- _DIRECTION_
Put every line of the entries below into a JSON list of strings, one string per line, leaving out blank lines and the pictures.

(Extracted data entries)
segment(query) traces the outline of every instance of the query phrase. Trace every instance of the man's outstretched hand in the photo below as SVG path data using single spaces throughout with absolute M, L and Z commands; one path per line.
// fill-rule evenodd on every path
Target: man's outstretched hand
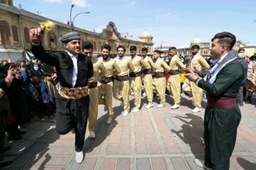
M 43 40 L 45 33 L 45 28 L 38 27 L 32 28 L 29 33 L 30 39 L 33 44 L 38 44 Z

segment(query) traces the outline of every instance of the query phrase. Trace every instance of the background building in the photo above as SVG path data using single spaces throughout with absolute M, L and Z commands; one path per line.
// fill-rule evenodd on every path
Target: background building
M 184 56 L 186 58 L 190 58 L 191 56 L 191 47 L 194 45 L 198 45 L 200 47 L 199 53 L 201 55 L 208 57 L 210 56 L 210 53 L 209 51 L 209 47 L 210 45 L 210 42 L 203 42 L 201 40 L 198 36 L 196 36 L 192 40 L 190 45 L 185 46 L 179 46 L 176 47 L 177 48 L 177 54 L 179 56 L 180 55 Z M 161 47 L 162 51 L 164 55 L 168 55 L 169 48 L 170 47 Z M 240 40 L 238 40 L 233 49 L 236 51 L 238 51 L 240 48 L 244 48 L 245 50 L 245 54 L 249 54 L 250 55 L 253 55 L 254 53 L 256 52 L 256 45 L 252 44 L 245 44 L 243 43 Z M 157 47 L 154 48 L 155 50 L 161 50 L 161 47 Z
M 29 31 L 31 28 L 40 27 L 39 22 L 51 21 L 55 26 L 50 31 L 46 31 L 42 42 L 46 50 L 64 50 L 64 46 L 58 40 L 60 37 L 70 31 L 70 26 L 45 16 L 14 6 L 12 0 L 2 0 L 0 3 L 0 59 L 15 62 L 26 56 L 30 57 Z M 152 53 L 153 45 L 150 33 L 143 31 L 139 38 L 135 38 L 128 33 L 120 33 L 113 22 L 102 26 L 93 30 L 75 27 L 74 30 L 81 36 L 81 42 L 89 40 L 93 44 L 95 55 L 101 53 L 101 47 L 108 44 L 112 47 L 111 54 L 117 55 L 116 48 L 122 45 L 127 48 L 132 45 L 137 47 L 139 55 L 143 47 L 149 48 Z

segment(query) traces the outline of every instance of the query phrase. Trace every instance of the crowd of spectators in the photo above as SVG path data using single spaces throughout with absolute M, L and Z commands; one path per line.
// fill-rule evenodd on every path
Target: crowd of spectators
M 0 62 L 0 153 L 11 149 L 5 144 L 6 133 L 8 140 L 19 140 L 26 133 L 21 127 L 31 118 L 55 119 L 56 81 L 55 68 L 35 57 Z M 3 159 L 0 168 L 12 164 Z

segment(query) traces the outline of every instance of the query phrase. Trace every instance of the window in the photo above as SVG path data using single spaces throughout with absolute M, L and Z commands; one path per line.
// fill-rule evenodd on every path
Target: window
M 2 44 L 11 44 L 10 29 L 6 21 L 0 21 L 0 33 Z
M 29 31 L 28 28 L 24 28 L 24 37 L 25 37 L 25 42 L 29 43 Z
M 48 45 L 50 50 L 57 49 L 56 35 L 52 30 L 48 32 Z
M 13 35 L 14 35 L 14 41 L 18 41 L 18 30 L 17 27 L 15 26 L 13 26 L 11 27 L 11 29 L 13 30 Z

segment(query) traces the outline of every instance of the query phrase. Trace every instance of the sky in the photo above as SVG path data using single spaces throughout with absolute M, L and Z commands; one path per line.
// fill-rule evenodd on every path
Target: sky
M 237 40 L 256 45 L 255 0 L 14 0 L 14 5 L 61 22 L 75 18 L 76 26 L 95 29 L 110 21 L 119 33 L 134 37 L 146 30 L 154 47 L 183 46 L 196 35 L 210 42 L 215 34 L 228 31 Z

- _ANSWER FOR THE TASK_
[
  "segment(query) traces the outline of every instance of the query phrase. Trace every instance of the man's outstretched hand in the photo below as SVG path data using single spaces throughout with absolute M, L and Z commands; one path per line.",
  "// fill-rule evenodd on every path",
  "Target: man's outstretched hand",
  "M 43 40 L 45 33 L 45 28 L 38 27 L 32 28 L 29 33 L 30 39 L 33 44 L 38 44 Z",
  "segment(query) traces the outline of every instance of the query phrase. Trace every instance of the background building in the photo above as SVG path data using single spaces throughout with absolute M, L and Z commands; one path per line.",
  "// fill-rule evenodd on every path",
  "Target: background building",
  "M 184 56 L 186 58 L 190 58 L 191 56 L 191 47 L 194 45 L 198 45 L 200 47 L 199 53 L 201 55 L 208 57 L 210 56 L 210 53 L 209 51 L 209 47 L 210 45 L 210 42 L 203 42 L 201 40 L 198 36 L 196 36 L 192 40 L 190 45 L 185 46 L 179 46 L 176 47 L 177 48 L 177 54 L 179 56 L 180 55 Z M 161 47 L 162 51 L 164 55 L 168 55 L 169 48 L 170 47 Z M 240 40 L 238 40 L 233 49 L 236 51 L 238 51 L 240 48 L 244 48 L 245 50 L 245 54 L 249 54 L 250 55 L 253 55 L 254 53 L 256 52 L 256 45 L 252 44 L 245 44 L 243 43 Z M 157 47 L 154 48 L 155 50 L 161 50 L 161 47 Z",
  "M 29 31 L 31 28 L 40 27 L 39 22 L 51 21 L 55 26 L 50 31 L 46 31 L 42 42 L 46 50 L 64 50 L 64 46 L 58 40 L 60 37 L 70 31 L 70 26 L 45 16 L 14 6 L 12 0 L 2 0 L 0 3 L 0 59 L 15 62 L 26 56 L 30 57 Z M 152 53 L 153 45 L 150 33 L 143 31 L 139 38 L 135 38 L 128 33 L 120 33 L 113 22 L 102 26 L 93 30 L 75 27 L 74 30 L 81 36 L 81 42 L 89 40 L 93 44 L 95 55 L 101 53 L 101 47 L 108 44 L 112 47 L 111 54 L 117 55 L 116 48 L 122 45 L 127 48 L 132 45 L 137 47 L 139 55 L 143 47 L 149 48 Z",
  "segment(query) traces the outline of every instance of the query phrase. Trace every instance of the crowd of spectators in the photo above as SVG path data using single spaces throughout with absolute M, L and Z commands; one path per line.",
  "// fill-rule evenodd on every path",
  "Target: crowd of spectators",
  "M 0 62 L 0 153 L 11 149 L 5 144 L 6 133 L 8 140 L 19 140 L 26 133 L 21 127 L 31 118 L 55 119 L 56 81 L 55 68 L 35 57 Z M 3 159 L 0 168 L 12 164 Z",
  "segment(query) traces the outline of every instance of the query phrase. Trace every instance of the window in the photo above as SVG path data using single spaces throughout with absolute M, L and Z commands; one path per line.",
  "// fill-rule evenodd on every path",
  "Target: window",
  "M 2 44 L 11 44 L 10 29 L 6 21 L 0 21 L 0 33 Z",
  "M 29 31 L 28 28 L 24 28 L 24 37 L 25 37 L 25 42 L 29 43 Z",
  "M 48 45 L 50 50 L 57 49 L 56 35 L 52 30 L 48 32 Z",
  "M 13 35 L 14 35 L 14 41 L 18 41 L 18 30 L 17 27 L 15 26 L 13 26 L 11 27 L 11 29 L 13 30 Z",
  "segment(query) traces the outline of every instance of the query phrase. Trace every instance of the sky in the photo above as SVG path data using single spaces throughout with absolute M, L and Z commands; one path per line.",
  "// fill-rule evenodd on every path",
  "Target: sky",
  "M 237 40 L 256 45 L 255 0 L 14 0 L 14 5 L 61 22 L 75 18 L 76 26 L 95 29 L 110 21 L 119 33 L 134 37 L 146 30 L 154 47 L 183 46 L 196 35 L 210 42 L 215 34 L 228 31 Z"
]